— start of STORED DATA —

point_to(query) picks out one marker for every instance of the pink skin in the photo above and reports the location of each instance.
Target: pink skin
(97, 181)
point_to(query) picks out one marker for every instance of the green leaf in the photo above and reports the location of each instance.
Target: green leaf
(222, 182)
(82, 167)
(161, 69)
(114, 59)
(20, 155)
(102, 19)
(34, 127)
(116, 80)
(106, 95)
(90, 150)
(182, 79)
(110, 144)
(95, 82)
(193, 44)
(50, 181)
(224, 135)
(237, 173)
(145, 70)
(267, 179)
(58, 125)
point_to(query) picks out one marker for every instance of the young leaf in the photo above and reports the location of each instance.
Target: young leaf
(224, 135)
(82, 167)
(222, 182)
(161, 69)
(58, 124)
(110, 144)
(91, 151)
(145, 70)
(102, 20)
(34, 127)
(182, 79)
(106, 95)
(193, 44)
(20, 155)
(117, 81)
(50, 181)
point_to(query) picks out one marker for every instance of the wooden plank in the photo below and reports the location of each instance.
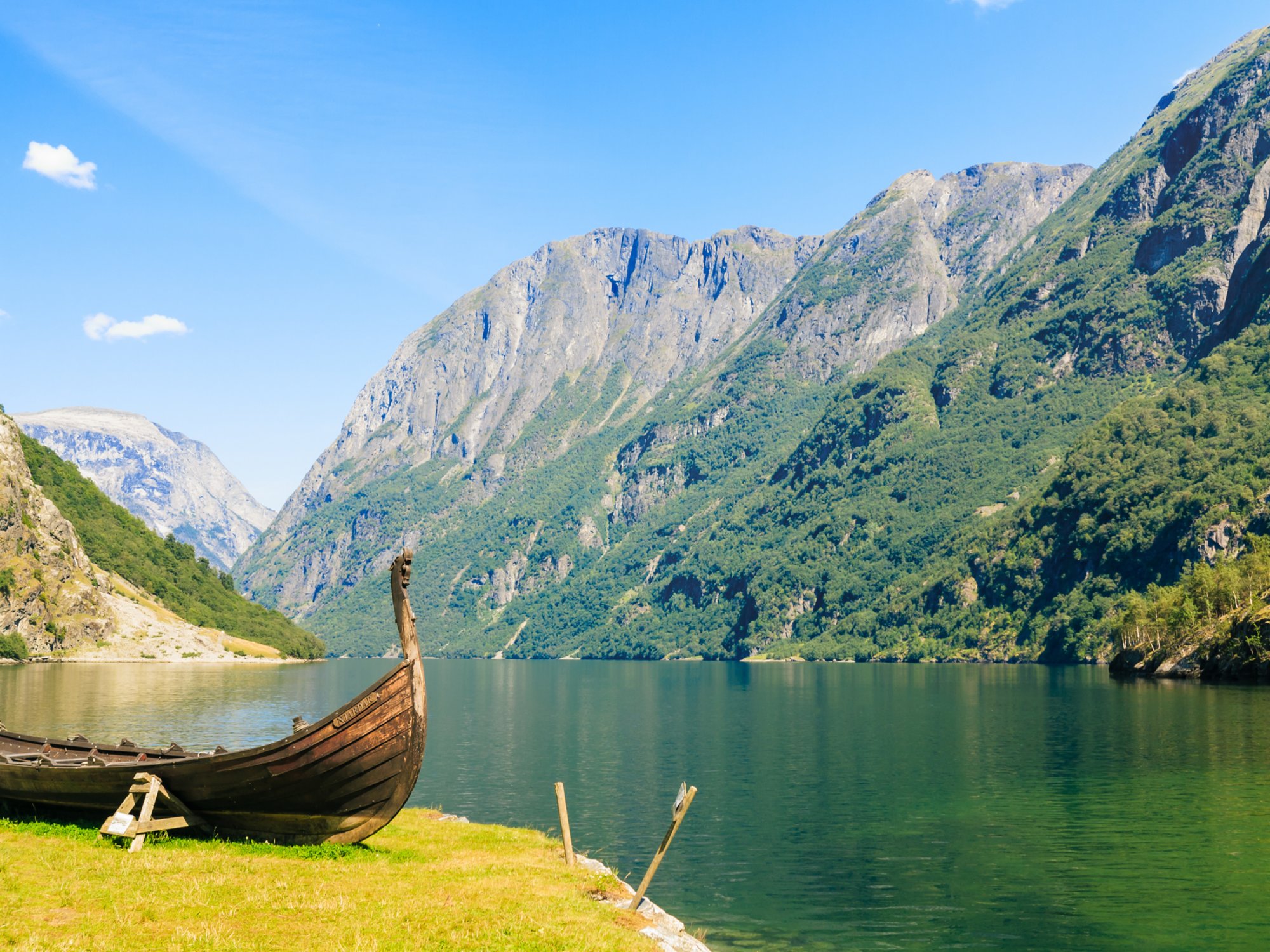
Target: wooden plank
(148, 810)
(681, 809)
(171, 823)
(565, 824)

— end of STORED DATA —

Make an exact copy of only those lines that run from the line with "of the young" through the end of the records, excluding pictures.

## RESPONSE TO THE EXERCISE
point_to(query) picks out one marker for every instance of the young leaf in the photo above and reports the location of each instance.
Target: young leaf
(224, 135)
(82, 167)
(222, 182)
(161, 69)
(58, 124)
(110, 144)
(91, 151)
(145, 70)
(102, 20)
(34, 127)
(182, 79)
(106, 95)
(193, 44)
(20, 155)
(117, 81)
(50, 181)
point_to(query) picks out one marker for every instance of the wooden plank in the photo below and reports the location of each instance.
Target: wooden plank
(148, 810)
(681, 809)
(171, 823)
(565, 824)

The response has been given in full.